* Source text
The Death of Superman Lives What Happened (2015) poster

The Death of “Superman Lives”: What Happened? (2015)

Rating:


USA. 2015.

Crew

Director/Screenplay – Jon Schnepp, Producers – Holly Pane & Jon Schnepp, Photography – Carl King, Music – Frederick William Scott. Production Company – Scheppzone Inc./Super Skull Ship Inc.

With

Colleen Atwood, Bill Boes, Brom, Robert Meyer Burnett, Tim Burton, Sylvain Despretz, Lorenzo di Bonaventura, Derek Frey, Ian Fried, Kerry Gammill, Dan Gilroy, Rick Heinrichs, Michael Anthony Jackson, Steve Johnson, Grant Morrison, Jon Peters, Kevin Smith, Wesley Strick, Derek Thompson, Pete Von Sholly


The Death of “Superman Lives”: What Happened? is a documentary about the making of Tm Burton’s planned Superman Lives film project that would have starred Nicolas Cage as Superman. This went into pre-production around 1996-7 for a projected 1998 release but was cancelled before it ever went to camera. Following the habit of failed and aborted projects being resurrected for documentary examination as has happened in recent years with the success of the likes of Lost in La Mancha (2002), Jodorowsky’s Dune (2013), Lost Soul: The Doomed Journey of Richard Stanley’s Island of Dr. Moreau (2014) and Doomed: The Untold Story of Roger Corman’s The Fantastic Four (2015), Superman Lives gets its turn here.

The Death of “Superman Lives”: What Happened? comes from Jon Schnepp who has had a career working mostly as an animation director on various shows including The Venture Brothers (2003– ) and Metalocalypse (2006-13) and in live-action with the W is for WTF episode of The ABCs of Death (2012). Schnepp became a commentator on AMC Movie Talk, a film news channel on YouTube for the AMC movie chain and later moved over to do similar things for www.collider.com. Schnepp raised the funding for The Death of “Superman Lives” via a Kickstarter campaign. It would be his last film work before his death in 2018 of a stroke at the age of 51.

You have to commend Schnepp as he does an extremely thorough job of covering the production, managing to get interview time with Tim Burton, producer Jon Peters, studio head Lorenzo di Bonaventura, all of the various scriptwriters and a good many of the people involved in the conceptual artwork, costuming and special effects. About the only person noticeably not interviewed is Nicolas Cage, which is a little disappointing in that you cannot help but think that hearing his take on interpreting Superman would have been fascinating.

* Supplied records
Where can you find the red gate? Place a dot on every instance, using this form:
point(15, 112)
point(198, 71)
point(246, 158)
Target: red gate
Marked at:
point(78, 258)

* Problems to work on
1 > Using the review of the Superman Lives documentary, decide whether each statement agrees with it. Answer yes or no and quote the deciding words. (a) The planned Superman Lives film was cancelled before shooting began. (b) Schnepp financed the documentary through a studio deal. (c) Nicolas Cage is among those interviewed.
2 > Retype the passage of the Superman Lives documentary review that opens with the words "Director/Screenplay – Jon" and closes with "Skull Ship Inc.".

* Responses to the exercise
1 >
(a) Yes: "was cancelled before it ever went to camera"
(b) No: "Schnepp raised the funding for The Death of “Superman Lives” via a Kickstarter campaign"
(c) No: "About the only person noticeably not interviewed is Nicolas Cage"

2 >
Director/Screenplay – Jon Schnepp, Producers – Holly Pane & Jon Schnepp, Photography – Carl King, Music – Frederick William Scott. Production Company – Scheppzone Inc./Super Skull Ship Inc.